:: Input data ::

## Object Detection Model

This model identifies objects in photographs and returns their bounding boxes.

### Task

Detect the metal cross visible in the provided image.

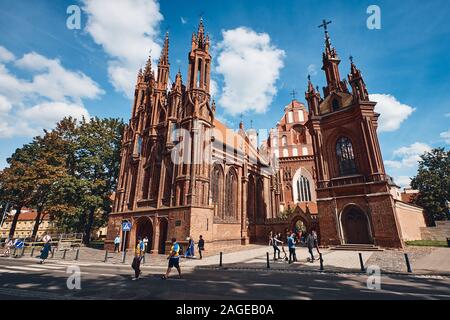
[319,19,332,32]
[291,90,297,100]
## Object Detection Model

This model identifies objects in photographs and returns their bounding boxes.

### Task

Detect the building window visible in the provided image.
[336,137,357,176]
[225,169,238,219]
[211,165,223,217]
[297,176,311,202]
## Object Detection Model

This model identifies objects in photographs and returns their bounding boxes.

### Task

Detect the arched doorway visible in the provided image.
[135,217,153,252]
[158,219,169,254]
[341,206,373,244]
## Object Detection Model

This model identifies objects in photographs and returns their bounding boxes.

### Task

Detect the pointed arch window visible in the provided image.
[297,176,311,202]
[225,169,238,219]
[211,165,223,217]
[336,137,358,176]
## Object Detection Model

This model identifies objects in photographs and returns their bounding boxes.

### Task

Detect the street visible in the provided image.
[0,259,450,300]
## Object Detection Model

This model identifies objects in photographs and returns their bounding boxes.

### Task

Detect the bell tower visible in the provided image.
[305,20,403,248]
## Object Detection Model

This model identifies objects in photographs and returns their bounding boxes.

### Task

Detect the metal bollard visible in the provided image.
[405,253,412,273]
[319,253,323,271]
[358,252,366,272]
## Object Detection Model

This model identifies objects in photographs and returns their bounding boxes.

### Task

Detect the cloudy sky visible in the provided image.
[0,0,450,186]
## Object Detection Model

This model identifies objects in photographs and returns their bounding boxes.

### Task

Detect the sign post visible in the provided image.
[122,221,131,252]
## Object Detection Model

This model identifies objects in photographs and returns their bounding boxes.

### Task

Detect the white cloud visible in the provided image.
[308,64,317,76]
[384,142,431,169]
[21,102,89,128]
[215,27,285,115]
[440,130,450,144]
[0,95,12,115]
[0,46,15,62]
[83,0,164,97]
[0,46,104,138]
[370,94,416,132]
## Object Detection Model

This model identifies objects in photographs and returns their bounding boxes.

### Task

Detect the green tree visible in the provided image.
[411,148,450,223]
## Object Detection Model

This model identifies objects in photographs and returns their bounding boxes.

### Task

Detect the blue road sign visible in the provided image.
[122,221,131,231]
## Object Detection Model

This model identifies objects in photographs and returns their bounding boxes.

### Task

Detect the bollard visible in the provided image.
[319,253,323,271]
[358,252,366,272]
[122,249,127,263]
[405,253,412,273]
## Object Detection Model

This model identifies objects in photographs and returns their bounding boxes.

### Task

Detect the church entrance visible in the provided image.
[136,217,153,252]
[158,219,169,254]
[341,207,373,244]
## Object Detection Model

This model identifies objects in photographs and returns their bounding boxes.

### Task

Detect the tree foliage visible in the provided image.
[411,148,450,222]
[0,118,123,242]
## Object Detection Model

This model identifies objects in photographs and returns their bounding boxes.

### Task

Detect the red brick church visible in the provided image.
[106,21,424,253]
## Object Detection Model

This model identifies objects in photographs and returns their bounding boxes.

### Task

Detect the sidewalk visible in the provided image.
[0,245,450,275]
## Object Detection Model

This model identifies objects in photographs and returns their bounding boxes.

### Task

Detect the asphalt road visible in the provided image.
[0,259,450,300]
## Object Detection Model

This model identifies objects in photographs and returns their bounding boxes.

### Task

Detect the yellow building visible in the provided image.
[0,209,56,239]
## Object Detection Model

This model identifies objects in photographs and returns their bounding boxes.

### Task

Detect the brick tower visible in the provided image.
[306,21,403,247]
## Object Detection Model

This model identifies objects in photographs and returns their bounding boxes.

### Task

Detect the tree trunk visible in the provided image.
[84,208,95,244]
[9,207,22,239]
[31,207,42,241]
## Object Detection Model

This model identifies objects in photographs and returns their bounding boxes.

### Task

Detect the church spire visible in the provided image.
[319,20,348,97]
[348,56,369,101]
[157,32,170,90]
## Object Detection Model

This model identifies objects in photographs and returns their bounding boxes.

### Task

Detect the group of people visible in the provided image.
[269,230,320,263]
[131,235,205,280]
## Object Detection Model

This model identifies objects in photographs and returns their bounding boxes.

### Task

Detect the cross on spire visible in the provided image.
[319,19,333,33]
[291,90,297,100]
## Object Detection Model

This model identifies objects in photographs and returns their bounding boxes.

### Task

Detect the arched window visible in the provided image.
[225,169,238,219]
[211,165,223,217]
[297,176,311,202]
[336,137,357,176]
[331,99,339,111]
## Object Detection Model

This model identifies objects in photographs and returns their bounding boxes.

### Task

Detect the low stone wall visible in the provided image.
[420,221,450,241]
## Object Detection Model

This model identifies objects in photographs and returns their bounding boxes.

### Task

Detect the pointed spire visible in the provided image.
[159,31,169,66]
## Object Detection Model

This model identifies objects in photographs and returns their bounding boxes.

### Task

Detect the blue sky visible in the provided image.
[0,0,450,185]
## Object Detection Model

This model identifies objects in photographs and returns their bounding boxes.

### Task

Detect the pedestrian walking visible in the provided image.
[306,233,315,262]
[272,234,283,260]
[131,238,145,280]
[114,235,120,253]
[312,230,320,254]
[288,233,297,263]
[162,238,181,280]
[38,241,52,264]
[198,235,205,260]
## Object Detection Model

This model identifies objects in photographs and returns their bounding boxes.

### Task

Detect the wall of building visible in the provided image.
[395,201,426,241]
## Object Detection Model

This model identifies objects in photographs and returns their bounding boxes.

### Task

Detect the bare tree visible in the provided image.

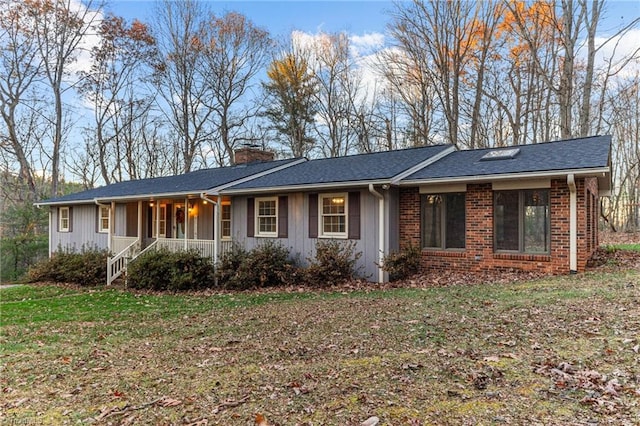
[202,12,273,165]
[24,0,97,196]
[311,33,366,157]
[263,49,318,157]
[152,0,214,172]
[0,1,42,197]
[80,16,155,184]
[391,0,480,147]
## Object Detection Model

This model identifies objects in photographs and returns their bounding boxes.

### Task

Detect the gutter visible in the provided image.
[399,167,611,186]
[221,179,391,195]
[369,183,385,283]
[567,174,578,274]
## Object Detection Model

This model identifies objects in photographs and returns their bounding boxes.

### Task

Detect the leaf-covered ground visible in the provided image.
[0,268,640,425]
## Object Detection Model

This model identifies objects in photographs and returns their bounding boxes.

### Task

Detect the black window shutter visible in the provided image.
[348,192,360,240]
[278,196,289,238]
[247,198,256,237]
[309,194,318,238]
[164,204,173,238]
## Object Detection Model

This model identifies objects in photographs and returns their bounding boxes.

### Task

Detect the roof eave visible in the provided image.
[399,166,610,186]
[220,179,391,195]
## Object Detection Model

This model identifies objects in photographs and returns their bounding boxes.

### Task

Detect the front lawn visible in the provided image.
[0,270,640,425]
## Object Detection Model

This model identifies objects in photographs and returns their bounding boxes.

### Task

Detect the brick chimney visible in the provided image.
[233,146,275,164]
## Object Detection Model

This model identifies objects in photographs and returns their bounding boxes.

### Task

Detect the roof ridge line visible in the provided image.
[391,145,456,185]
[204,157,310,195]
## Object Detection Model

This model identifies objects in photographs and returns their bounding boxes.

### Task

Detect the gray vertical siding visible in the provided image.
[112,203,127,237]
[231,189,378,280]
[196,200,213,240]
[385,187,400,253]
[49,204,108,252]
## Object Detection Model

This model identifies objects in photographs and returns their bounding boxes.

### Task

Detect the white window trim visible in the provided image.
[98,206,111,233]
[318,192,349,239]
[220,201,233,241]
[254,197,278,238]
[58,207,71,232]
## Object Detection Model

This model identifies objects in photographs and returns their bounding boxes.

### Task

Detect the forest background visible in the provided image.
[0,0,640,280]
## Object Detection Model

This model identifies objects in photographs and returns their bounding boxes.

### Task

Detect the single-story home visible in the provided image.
[38,136,611,282]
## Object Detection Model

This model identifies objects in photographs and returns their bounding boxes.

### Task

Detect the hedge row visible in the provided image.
[29,240,420,291]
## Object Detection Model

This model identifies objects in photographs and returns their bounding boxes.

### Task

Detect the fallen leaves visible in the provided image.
[535,362,640,413]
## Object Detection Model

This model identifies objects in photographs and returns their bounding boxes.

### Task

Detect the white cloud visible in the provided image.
[583,28,640,77]
[349,33,385,56]
[69,0,104,73]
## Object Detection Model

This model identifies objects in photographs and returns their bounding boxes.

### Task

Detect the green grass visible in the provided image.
[0,271,640,425]
[613,244,640,251]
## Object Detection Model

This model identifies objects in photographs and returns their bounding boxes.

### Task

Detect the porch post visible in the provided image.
[213,197,222,263]
[184,197,189,251]
[138,200,142,250]
[107,201,116,251]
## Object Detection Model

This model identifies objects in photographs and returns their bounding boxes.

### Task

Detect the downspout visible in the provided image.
[567,174,578,274]
[200,192,220,263]
[369,183,385,283]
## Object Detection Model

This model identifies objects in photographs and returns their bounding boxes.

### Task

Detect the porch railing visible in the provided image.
[107,237,233,284]
[107,237,140,285]
[111,235,138,253]
[156,238,216,258]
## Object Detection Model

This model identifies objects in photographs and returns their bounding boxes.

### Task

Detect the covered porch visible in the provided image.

:::

* **Set problem**
From the records above, pull out each line containing the string "post", where uppercase and lowercase are treated as different.

* **The solution**
Detect the sign post visible in the provided image.
Detect the porch post visible in the provided image.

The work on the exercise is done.